Request A: In the passage on data processing systems, substitute "monitoring services" for "computer-implemented services" and give the part starting with "To provide the" and going on through "to security manager 102." again.

Quoted passage:
::::
The data processing system may be an internet of things device associated with at least one sensor positioned to collect data representative of an aspect of an environment.

In an embodiment, a non-transitory media is provided that may include instructions that when executed by a processor cause the computer-implemented method to be performed.

In an embodiment, a data processing system is provided that may include the non-transitory media and a processor, and may perform the computer-implemented method when the computer instructions are executed by the processor.

Turning to FIG. 1, a block diagram illustrating a system in accordance with an embodiment is shown. The system shown in FIG. 1 may provide computer-implemented services. The computer-implemented services may include any type and quantity of computer-implemented services. For example, the computer-implemented services may include monitoring services (e.g., of locations), communication services, and/or any other type of computer-implemented services.

To provide the computer-implemented services, the system may include security manager 102. Security manager 102 may provide all, or a portion of, the computer-implemented services. For example, security manager 102 may provide computer-implemented services to users of security manager 102 and/or other computing devices operably connected to security manager 102.

To facilitate performance of the computer-implemented services, the system may include one or more data processing systems 100. Data processing systems 100 may include any number of data processing systems (e.g., 100A-100N). For example, data processing systems 100 may include one data processing system (e.g., 100A) or multiple data processing systems (e.g., 100A-100N) that may independently and/or cooperatively facilitate the computer-implemented services.

All, or a portion, of data processing systems 100 may provide (and/or participate in and/or support the) computer-implemented services to various computing devices operably connected to data processing systems 100. Different data processing systems may provide similar and/or different computer-implemented services.

When providing the computer-implemented services, the system of FIG. 1 may monitor security threats to data processing systems throughout the distributed environment.

However, highly distributed environments may include many data processing systems. Analyzing operations performed by each data processing system to monitor security of the distributed environment may consume an undesirable quantity of computing resources, may increase power consumption, and may lead to increased communication system bandwidth usage due to repeated inquiries into the functionality of each data processing system, etc.
::::
Information provided:
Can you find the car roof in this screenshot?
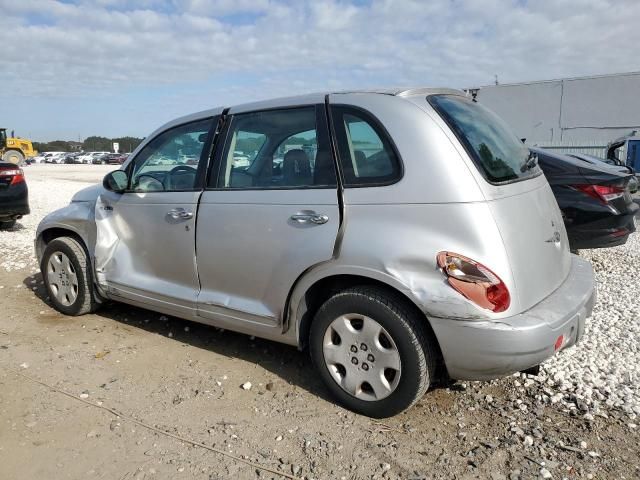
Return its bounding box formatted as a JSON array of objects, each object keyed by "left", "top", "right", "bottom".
[
  {"left": 165, "top": 87, "right": 467, "bottom": 128},
  {"left": 134, "top": 87, "right": 467, "bottom": 164}
]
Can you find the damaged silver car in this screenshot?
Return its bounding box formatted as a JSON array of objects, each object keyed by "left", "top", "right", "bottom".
[{"left": 36, "top": 89, "right": 595, "bottom": 417}]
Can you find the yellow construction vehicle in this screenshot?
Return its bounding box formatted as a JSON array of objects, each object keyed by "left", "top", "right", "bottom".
[{"left": 0, "top": 128, "right": 38, "bottom": 165}]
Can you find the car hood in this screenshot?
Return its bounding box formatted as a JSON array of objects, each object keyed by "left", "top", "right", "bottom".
[{"left": 71, "top": 185, "right": 106, "bottom": 202}]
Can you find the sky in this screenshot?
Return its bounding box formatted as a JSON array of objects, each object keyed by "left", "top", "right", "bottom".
[{"left": 0, "top": 0, "right": 640, "bottom": 141}]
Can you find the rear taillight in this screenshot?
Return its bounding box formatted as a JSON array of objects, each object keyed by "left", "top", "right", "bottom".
[
  {"left": 0, "top": 168, "right": 24, "bottom": 185},
  {"left": 437, "top": 252, "right": 511, "bottom": 313},
  {"left": 573, "top": 185, "right": 624, "bottom": 203}
]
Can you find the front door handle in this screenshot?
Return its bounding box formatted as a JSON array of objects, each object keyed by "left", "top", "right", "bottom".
[
  {"left": 167, "top": 208, "right": 193, "bottom": 220},
  {"left": 289, "top": 210, "right": 329, "bottom": 225}
]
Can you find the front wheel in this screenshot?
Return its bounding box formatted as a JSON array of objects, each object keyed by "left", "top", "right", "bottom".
[
  {"left": 309, "top": 287, "right": 437, "bottom": 418},
  {"left": 40, "top": 237, "right": 98, "bottom": 315}
]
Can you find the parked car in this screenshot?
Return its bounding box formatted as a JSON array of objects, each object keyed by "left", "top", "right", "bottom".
[
  {"left": 78, "top": 152, "right": 109, "bottom": 164},
  {"left": 94, "top": 153, "right": 127, "bottom": 165},
  {"left": 44, "top": 152, "right": 67, "bottom": 163},
  {"left": 62, "top": 152, "right": 83, "bottom": 164},
  {"left": 0, "top": 162, "right": 29, "bottom": 229},
  {"left": 567, "top": 153, "right": 638, "bottom": 193},
  {"left": 36, "top": 89, "right": 595, "bottom": 417},
  {"left": 30, "top": 152, "right": 47, "bottom": 163},
  {"left": 532, "top": 149, "right": 638, "bottom": 249}
]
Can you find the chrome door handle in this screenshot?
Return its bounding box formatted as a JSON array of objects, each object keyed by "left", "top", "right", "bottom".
[
  {"left": 167, "top": 208, "right": 193, "bottom": 220},
  {"left": 289, "top": 212, "right": 329, "bottom": 225}
]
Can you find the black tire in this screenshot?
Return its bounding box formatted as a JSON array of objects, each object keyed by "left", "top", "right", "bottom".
[
  {"left": 309, "top": 286, "right": 438, "bottom": 418},
  {"left": 40, "top": 237, "right": 100, "bottom": 316},
  {"left": 2, "top": 150, "right": 24, "bottom": 165},
  {"left": 0, "top": 220, "right": 16, "bottom": 230}
]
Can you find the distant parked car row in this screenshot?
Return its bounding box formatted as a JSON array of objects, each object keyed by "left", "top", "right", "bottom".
[{"left": 29, "top": 152, "right": 129, "bottom": 165}]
::::
Request B: Please show every line of the records that holds the word "front".

Finished answer A:
To provide the monitoring services, the system may include security manager 102. Security manager 102 may provide all, or a portion of, the monitoring services. For example, security manager 102 may provide monitoring services to users of security manager 102 and/or other computing devices operably connected to security manager 102.

Finished answer B:
Can you find the front door handle in this screenshot?
Can you find the front wheel in this screenshot?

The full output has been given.